• [What needs to be done]
Answer these from the text on how the dialect atlas maps classify variants:
1. What do differences in symbol shape mark?
2. In Figure 3, which color marks forms with a prefix?
3. What separates two forms recorded for the same locality?

Text shown start

In each of these maps, variants of one alternation were classified into different types and subtypes by the cartographer according to specific linguistic criteria. Different colors of symbols on the map mark differences in type, while the shape of symbols marks differences in the subtype. For example, Figure 3 presents the first map in the grammar volume of LACD, showing variation in the use of the first-person singular pronoun (Wǒ ‘I’). The first type in Figure 3, which is marked in black, is the variant where the morpheme is the same as the standard variant, although pronunciation may differ. In this case, no subtypes are recognized. The second type marked in yellow and the third type marked in red represent forms with different suffixes, while the fourth type marked in blue represents forms with a prefix. Finally, the fifth type marked in green represents forms with other roots. In addition, various subtypes are distinguished based on the symbols. The classification of word forms used by LACD is usually based on the word’s root (morpheme) rather than its phonetic form. Marking morphemes using Chinese characters is more convenient and economical than using complex phonetic word forms because Chinese characters are logographic. Notably, some localities use more than one variant to express the same concept or achieve the same function. In these cases, the first form is generally the variant that shows a more restricted regional distribution, whereas the second form is generally the more common variant. In this case, the second form is placed after the first form and separated by a tilde. It is worth noting that several maps such as No. 36 and No. 37 of grammar volume reflect an unreasonable taxonomy due to this binary taxonomic system, where complex variants are divided into types and subtypes, resulting in variants classified as the same subtype having different attributes, which should be further divided.

Text shown end
Records start

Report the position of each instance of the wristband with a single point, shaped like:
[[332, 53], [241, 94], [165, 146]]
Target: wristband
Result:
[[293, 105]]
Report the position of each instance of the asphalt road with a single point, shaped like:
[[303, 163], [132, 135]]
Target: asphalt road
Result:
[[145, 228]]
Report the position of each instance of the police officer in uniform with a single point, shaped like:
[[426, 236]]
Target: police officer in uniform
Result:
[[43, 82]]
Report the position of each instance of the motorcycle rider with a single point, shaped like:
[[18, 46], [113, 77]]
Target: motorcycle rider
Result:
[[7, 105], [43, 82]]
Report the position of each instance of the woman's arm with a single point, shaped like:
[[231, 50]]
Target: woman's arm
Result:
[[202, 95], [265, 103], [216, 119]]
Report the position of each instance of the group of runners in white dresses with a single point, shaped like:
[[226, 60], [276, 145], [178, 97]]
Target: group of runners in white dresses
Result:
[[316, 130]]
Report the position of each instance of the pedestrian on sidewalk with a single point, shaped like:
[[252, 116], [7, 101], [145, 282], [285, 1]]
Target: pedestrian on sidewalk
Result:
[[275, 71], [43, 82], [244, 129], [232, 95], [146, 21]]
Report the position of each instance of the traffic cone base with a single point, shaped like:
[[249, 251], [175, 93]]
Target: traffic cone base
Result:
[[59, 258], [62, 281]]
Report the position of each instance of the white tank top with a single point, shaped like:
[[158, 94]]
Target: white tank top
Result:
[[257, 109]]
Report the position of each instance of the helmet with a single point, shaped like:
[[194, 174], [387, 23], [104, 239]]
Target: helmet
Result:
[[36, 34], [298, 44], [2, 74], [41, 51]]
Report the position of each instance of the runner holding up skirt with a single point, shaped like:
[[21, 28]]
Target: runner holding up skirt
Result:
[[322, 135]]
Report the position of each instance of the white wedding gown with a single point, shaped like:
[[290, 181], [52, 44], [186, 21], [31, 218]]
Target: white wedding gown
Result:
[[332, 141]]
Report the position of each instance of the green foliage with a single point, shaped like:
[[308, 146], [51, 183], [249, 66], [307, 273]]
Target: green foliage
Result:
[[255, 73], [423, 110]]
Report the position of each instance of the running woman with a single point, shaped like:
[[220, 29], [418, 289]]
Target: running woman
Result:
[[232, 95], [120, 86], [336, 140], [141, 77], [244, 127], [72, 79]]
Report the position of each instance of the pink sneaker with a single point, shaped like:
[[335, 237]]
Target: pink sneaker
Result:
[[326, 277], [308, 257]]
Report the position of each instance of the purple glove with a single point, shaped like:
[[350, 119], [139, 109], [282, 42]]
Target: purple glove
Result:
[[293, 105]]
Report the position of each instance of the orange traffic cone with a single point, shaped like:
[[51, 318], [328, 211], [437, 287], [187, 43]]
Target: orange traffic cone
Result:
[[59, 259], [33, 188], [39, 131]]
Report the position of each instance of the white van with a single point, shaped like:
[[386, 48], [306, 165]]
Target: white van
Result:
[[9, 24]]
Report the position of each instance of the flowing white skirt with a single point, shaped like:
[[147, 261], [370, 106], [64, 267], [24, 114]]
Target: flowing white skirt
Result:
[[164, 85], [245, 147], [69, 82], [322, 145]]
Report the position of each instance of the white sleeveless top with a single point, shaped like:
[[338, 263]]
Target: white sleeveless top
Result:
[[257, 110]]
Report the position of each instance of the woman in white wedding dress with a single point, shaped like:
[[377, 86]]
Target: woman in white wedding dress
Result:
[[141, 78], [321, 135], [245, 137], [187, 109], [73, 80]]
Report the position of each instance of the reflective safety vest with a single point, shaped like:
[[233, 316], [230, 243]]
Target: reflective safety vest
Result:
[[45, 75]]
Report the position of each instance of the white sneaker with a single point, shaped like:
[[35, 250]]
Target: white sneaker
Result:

Records end

• [Exercise solution]
1. Differences in subtype.
2. Blue.
3. A tilde.